> _Required work_
According to the sheet-guide excerpt below, what is the preferred thickness of auxiliary guide 175?

> _Page excerpt_
────────

One end of an auxiliary guide 175 is fixed to the face section
174F. The second inner guide member 174D is adapted to support the
auxiliary guide 175 in such a way that the tip end of the auxiliary
guide 175 is extended to approach close about 1 mm to the outer
guide member 1748.
[0061] The auxiliary guide 175 is a sheet member made of PET
(polyethylene terephthalate), and its tip end is applied with a
polishing treatment and its other end opposite to the tip end is
provided with an adhesive potion. With this adhesive portion, the
auxiliary guide 175 is adhered to the face section 174F of the
second inner guide member 174D by an adhesive. The thickness of the
auxiliary guide 175 is preferably 0.1 mm. The auxiliary guide is
extended to whole area in the direction along the shiftable width
of a sheet. However, the present invention is not limited to this
embodiment. A plurality of narrow width auxiliary guides 175 may be
separately arranged side by side at plural positions in the
direction along the shiftable width of a sheet.
[0062] In the above embodiment, the operations are conducted most
effectively under the following conditions.
[0063] It is supposed that the sheet conveying speed of the
decurling mechanism 173 is Vd and the sheet conveying speed of the
pair of conveying rollers 176 is Vt.
[0064] Even if the envisaged variation ranges of the above sheet
conveying speeds Vd and Vt are taken into account, it is assumed
that the relationship of (Vt>Vd) is always maintained.

────────

> _Records supplied_
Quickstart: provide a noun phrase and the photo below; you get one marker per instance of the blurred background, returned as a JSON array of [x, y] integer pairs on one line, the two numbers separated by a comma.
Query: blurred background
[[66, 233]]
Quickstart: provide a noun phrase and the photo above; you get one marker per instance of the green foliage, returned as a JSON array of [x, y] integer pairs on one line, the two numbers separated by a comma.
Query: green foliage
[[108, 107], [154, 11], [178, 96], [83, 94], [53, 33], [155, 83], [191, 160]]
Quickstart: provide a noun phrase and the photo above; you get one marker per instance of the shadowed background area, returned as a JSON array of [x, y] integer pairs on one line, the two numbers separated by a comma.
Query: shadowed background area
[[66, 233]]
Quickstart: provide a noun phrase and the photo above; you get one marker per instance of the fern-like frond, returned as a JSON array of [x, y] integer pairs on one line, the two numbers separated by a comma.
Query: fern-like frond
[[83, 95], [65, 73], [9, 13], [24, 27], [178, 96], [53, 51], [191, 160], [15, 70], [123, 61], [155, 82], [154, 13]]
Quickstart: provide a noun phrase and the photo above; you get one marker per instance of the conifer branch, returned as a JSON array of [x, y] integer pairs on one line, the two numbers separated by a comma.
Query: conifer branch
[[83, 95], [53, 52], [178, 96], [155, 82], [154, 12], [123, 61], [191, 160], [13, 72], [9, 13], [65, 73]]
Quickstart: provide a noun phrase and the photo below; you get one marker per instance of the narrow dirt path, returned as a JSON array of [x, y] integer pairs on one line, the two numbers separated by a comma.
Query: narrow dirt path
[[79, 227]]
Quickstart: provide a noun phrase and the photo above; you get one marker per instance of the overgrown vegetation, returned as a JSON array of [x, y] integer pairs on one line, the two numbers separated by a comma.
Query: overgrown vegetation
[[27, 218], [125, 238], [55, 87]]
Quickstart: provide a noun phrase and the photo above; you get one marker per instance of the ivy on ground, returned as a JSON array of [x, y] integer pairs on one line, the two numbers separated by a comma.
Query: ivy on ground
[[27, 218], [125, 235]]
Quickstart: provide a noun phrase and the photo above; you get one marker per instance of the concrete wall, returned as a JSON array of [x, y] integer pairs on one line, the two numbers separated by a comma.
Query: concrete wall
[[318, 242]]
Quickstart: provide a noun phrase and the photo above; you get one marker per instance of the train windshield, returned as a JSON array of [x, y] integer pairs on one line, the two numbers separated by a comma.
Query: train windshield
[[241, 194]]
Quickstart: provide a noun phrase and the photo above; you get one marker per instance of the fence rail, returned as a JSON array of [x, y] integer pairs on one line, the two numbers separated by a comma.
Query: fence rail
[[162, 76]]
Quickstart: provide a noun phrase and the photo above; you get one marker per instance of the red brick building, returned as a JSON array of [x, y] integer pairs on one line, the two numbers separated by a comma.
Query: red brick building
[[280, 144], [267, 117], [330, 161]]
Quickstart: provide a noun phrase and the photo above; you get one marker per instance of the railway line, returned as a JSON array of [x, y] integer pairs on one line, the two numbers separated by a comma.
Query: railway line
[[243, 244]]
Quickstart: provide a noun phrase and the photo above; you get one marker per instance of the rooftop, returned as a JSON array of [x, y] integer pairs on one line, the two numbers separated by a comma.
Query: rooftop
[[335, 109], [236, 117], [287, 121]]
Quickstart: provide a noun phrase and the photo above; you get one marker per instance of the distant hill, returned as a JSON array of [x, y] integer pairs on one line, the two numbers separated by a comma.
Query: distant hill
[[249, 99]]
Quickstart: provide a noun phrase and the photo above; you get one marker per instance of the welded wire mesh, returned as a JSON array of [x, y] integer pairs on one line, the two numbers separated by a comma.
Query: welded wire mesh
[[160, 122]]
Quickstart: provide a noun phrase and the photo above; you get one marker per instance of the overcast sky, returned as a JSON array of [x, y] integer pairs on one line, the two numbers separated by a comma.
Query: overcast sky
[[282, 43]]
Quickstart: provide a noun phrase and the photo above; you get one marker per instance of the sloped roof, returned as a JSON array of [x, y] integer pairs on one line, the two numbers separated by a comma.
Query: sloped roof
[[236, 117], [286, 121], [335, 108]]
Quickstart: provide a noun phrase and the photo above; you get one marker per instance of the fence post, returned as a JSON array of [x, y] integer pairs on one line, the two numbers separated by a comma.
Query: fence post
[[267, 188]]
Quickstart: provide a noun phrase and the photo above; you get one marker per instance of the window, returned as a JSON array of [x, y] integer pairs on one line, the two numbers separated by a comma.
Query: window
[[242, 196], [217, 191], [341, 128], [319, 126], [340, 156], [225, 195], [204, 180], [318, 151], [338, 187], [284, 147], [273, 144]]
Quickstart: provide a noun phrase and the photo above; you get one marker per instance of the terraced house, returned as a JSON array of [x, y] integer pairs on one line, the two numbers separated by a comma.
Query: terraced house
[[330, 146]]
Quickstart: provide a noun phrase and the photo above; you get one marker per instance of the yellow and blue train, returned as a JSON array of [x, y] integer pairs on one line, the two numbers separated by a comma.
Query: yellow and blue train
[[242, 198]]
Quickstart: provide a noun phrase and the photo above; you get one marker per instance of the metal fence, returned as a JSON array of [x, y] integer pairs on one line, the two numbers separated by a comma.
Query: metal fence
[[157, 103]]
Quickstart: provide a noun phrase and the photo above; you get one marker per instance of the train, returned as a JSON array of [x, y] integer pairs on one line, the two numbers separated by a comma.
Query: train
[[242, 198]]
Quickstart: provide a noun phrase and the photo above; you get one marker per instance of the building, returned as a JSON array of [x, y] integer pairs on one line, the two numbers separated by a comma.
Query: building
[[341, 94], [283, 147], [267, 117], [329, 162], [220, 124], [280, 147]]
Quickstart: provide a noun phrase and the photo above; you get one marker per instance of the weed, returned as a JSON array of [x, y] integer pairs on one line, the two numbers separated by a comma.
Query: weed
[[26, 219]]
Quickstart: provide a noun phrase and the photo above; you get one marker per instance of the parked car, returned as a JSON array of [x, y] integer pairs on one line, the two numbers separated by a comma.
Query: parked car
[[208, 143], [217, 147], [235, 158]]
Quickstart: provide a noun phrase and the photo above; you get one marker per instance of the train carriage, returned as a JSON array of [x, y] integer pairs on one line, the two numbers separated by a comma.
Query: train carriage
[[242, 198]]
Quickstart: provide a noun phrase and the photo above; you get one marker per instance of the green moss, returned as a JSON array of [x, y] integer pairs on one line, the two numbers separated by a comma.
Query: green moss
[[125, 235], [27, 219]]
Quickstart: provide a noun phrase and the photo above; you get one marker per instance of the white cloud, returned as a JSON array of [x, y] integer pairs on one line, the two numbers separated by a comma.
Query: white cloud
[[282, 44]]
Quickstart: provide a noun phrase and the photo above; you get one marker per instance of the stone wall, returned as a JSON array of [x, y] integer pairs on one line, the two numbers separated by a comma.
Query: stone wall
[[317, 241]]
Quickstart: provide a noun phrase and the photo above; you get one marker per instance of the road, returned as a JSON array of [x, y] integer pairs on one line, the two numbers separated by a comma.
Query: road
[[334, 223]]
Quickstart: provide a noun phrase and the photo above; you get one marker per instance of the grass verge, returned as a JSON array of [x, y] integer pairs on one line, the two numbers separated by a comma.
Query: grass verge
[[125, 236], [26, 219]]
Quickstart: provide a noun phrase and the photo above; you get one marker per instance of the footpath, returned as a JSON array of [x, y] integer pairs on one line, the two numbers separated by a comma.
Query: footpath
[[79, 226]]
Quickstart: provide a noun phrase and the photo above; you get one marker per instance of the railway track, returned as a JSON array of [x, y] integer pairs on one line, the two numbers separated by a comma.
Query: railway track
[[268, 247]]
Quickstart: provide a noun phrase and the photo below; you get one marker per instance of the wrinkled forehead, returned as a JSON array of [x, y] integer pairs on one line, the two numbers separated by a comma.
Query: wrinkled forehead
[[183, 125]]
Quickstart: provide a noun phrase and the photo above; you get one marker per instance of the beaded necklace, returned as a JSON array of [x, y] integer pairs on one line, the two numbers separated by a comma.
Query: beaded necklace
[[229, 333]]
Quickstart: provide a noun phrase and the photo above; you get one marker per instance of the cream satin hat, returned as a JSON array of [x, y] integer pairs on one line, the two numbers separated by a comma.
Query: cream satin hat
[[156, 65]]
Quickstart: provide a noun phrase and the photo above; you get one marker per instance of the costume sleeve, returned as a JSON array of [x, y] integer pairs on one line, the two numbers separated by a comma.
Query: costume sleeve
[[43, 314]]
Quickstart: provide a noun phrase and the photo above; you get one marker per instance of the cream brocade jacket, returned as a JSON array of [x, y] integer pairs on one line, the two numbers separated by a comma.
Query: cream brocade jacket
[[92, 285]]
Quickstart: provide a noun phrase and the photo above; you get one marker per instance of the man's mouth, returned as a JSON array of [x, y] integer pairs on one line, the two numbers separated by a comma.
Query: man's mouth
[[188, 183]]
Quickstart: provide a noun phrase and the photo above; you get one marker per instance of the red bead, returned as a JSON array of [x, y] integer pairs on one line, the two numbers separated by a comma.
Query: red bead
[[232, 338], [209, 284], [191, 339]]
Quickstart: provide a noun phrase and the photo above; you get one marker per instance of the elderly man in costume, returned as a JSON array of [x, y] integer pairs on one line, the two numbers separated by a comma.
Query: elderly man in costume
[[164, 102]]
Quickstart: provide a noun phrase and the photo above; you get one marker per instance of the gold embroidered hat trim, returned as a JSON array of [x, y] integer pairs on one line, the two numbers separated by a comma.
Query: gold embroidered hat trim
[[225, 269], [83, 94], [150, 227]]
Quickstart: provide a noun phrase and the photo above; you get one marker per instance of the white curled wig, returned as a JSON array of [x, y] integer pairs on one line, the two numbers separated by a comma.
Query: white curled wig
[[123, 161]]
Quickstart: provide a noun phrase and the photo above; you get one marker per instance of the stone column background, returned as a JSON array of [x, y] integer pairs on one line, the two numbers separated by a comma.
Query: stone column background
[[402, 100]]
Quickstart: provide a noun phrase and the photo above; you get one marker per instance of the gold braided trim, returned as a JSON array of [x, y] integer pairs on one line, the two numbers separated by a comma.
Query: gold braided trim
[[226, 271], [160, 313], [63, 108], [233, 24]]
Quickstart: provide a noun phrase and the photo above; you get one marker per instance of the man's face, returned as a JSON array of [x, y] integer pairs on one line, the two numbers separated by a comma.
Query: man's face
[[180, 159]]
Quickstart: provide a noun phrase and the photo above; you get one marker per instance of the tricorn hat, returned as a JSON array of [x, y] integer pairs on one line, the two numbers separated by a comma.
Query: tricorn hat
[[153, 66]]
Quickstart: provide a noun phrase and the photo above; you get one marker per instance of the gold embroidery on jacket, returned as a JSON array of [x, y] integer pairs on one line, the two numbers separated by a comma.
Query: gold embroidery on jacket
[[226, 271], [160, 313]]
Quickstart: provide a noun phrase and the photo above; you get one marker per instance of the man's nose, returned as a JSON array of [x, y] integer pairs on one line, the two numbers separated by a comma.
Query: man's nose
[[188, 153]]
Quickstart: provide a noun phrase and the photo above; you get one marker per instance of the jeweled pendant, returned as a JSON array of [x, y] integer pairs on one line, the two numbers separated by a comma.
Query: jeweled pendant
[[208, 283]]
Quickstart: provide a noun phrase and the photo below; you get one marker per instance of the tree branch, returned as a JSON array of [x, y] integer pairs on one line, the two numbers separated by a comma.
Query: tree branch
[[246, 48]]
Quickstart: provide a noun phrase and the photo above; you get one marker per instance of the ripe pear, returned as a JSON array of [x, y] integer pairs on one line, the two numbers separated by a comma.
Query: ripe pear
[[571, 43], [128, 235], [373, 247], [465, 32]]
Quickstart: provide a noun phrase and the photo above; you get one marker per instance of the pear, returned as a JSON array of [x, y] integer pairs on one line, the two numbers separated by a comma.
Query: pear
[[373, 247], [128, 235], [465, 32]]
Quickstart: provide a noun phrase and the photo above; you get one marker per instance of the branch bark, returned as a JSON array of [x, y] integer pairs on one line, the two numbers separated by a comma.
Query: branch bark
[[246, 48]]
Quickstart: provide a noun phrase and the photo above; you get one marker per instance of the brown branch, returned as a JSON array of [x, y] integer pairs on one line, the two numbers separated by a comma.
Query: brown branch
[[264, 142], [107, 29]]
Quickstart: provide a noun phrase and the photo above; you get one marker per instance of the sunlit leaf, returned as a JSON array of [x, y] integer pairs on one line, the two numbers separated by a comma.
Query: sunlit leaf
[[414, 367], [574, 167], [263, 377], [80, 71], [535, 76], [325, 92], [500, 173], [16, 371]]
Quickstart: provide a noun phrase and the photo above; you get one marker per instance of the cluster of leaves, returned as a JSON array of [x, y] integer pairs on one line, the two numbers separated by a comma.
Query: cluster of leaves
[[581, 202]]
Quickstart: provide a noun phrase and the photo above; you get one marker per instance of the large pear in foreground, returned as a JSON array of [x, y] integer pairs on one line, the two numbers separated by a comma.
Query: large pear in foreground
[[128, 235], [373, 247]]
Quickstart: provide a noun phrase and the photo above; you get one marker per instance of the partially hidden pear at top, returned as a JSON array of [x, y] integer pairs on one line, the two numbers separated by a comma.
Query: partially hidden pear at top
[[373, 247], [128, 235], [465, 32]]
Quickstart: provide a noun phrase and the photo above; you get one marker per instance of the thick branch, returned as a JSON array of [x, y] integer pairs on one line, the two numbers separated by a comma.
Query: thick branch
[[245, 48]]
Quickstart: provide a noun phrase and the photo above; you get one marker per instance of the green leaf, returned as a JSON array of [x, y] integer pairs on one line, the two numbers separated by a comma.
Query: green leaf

────────

> _Result for this task_
0.1 mm